* **Work task**: Copy out all the entries below, word for word.

[Records excerpted from a collection]
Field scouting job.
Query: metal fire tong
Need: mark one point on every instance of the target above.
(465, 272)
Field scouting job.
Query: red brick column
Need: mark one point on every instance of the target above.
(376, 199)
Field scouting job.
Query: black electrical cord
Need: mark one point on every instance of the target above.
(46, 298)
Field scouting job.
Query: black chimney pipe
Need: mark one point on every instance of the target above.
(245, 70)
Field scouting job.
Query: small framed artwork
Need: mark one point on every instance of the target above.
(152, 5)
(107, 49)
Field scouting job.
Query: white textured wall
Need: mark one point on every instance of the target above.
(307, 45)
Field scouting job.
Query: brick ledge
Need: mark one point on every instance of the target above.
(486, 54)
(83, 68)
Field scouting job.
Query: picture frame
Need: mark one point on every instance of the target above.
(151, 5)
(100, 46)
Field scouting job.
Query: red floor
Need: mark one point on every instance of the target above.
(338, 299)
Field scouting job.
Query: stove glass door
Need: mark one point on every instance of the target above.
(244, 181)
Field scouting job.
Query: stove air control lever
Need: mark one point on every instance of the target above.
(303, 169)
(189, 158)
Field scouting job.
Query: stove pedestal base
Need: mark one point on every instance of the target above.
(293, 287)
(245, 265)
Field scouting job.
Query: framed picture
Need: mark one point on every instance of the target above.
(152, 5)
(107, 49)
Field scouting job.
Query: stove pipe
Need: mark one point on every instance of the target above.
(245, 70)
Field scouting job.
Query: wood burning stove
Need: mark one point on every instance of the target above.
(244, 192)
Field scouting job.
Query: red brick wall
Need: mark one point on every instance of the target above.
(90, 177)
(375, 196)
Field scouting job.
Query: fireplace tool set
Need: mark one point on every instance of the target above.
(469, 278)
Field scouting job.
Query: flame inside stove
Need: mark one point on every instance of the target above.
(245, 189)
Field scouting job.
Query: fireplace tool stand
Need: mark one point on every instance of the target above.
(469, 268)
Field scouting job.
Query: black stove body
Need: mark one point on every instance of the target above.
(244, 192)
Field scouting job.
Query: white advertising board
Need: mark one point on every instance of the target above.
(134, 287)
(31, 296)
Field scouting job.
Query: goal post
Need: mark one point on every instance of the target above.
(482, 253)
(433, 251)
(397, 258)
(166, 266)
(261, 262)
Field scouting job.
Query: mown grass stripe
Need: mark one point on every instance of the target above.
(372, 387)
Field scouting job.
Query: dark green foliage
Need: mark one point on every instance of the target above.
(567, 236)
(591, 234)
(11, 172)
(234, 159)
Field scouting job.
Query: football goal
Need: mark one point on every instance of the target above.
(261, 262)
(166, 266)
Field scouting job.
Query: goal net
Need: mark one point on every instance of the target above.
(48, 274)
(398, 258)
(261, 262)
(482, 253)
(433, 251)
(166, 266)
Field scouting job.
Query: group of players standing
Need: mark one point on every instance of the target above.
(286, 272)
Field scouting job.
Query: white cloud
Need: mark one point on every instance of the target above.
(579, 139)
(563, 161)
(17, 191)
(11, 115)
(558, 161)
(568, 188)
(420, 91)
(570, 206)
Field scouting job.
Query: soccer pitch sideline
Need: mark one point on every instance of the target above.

* **Finished task**:
Field scouting job.
Query: metal fire tong
Need: mark one point on every instance of the target above.
(465, 272)
Field scouting job.
Query: red brick column
Need: mark one point on every instance of the target above.
(376, 199)
Field scouting job.
Query: black electrical cord
Need: mark one point on every instance of the target above.
(46, 298)
Field scouting job.
Query: black chimney pipe
Need: mark one point on every instance of the target above.
(245, 70)
Field scouting job.
Query: small framed artwork
Need: mark one point on every instance of the target above.
(152, 5)
(107, 49)
Field scouting job.
Query: white textured wall
Need: mark one point on every instance of the target above.
(307, 45)
Field scouting job.
Query: brick ledge
Need: mark one point on every instance of the target above.
(486, 54)
(83, 68)
Field scouting job.
Query: picture frame
Need: mark one point on every instance of the target above.
(151, 5)
(100, 46)
Field scouting job.
Query: red floor
Need: mark one point on every instance of the target above.
(338, 299)
Field scouting job.
Query: stove glass door
Need: mark one point on every instance of the target above.
(244, 181)
Field scouting job.
Query: stove air control lever
Need: mark one point on every instance of the target above.
(303, 169)
(189, 158)
Field scouting job.
Query: stove pedestal base
Need: mark one point on every instance of the target above.
(293, 287)
(245, 265)
Field scouting job.
Query: framed picture
Need: mark one point on every instance of the target above.
(152, 5)
(107, 49)
Field scouting job.
Query: stove pipe
Need: mark one point on every instance of the target above.
(245, 70)
Field scouting job.
Query: wood burning stove
Need: mark one point on every instance of the target above.
(244, 192)
Field scouting job.
Query: red brick wall
Need: mark one point on every instance of the target above.
(90, 177)
(375, 196)
Field scouting job.
Query: fireplace tool set
Need: mark one point on every instance of the target above.
(469, 278)
Field scouting job.
Query: flame inside stove
Need: mark one point on every instance of the target above.
(245, 189)
Field scouting job.
Query: fireplace tool stand
Need: mark one point on every instance of the target above.
(469, 268)
Field scouting job.
Query: black stove body
Need: mark one point on every instance of the target above.
(244, 192)
Field scouting job.
Query: white advertising board
Need: mark one point on every instance of the target above.
(134, 287)
(31, 296)
Field scouting job.
Query: goal post
Need: mark one point on every instance of the target above.
(482, 253)
(433, 251)
(397, 258)
(166, 266)
(261, 262)
Field scouting job.
Query: mown grass stripe
Need: mark one point on every instance of the target above.
(372, 387)
Field scouting job.
Query: dark green foliage
Need: mark one point on every instance of the target above.
(567, 236)
(591, 234)
(11, 172)
(234, 159)
Field scouting job.
Query: football goal
Need: mark one point on every instance of the target above.
(261, 262)
(166, 266)
Field scouting job.
Query: goal net
Need: mark one point on every instance of the target above.
(48, 274)
(398, 258)
(261, 262)
(482, 253)
(433, 251)
(166, 266)
Field scouting job.
Query: group of players standing
Need: mark one point on every instance of the target above.
(286, 272)
Field scouting job.
Query: white cloud
Need: mark one point on every instance of the target above.
(579, 139)
(563, 161)
(17, 191)
(11, 115)
(558, 161)
(568, 188)
(420, 91)
(570, 206)
Field scouting job.
Query: soccer pitch sideline
Need: mark one point on every instance of the target above.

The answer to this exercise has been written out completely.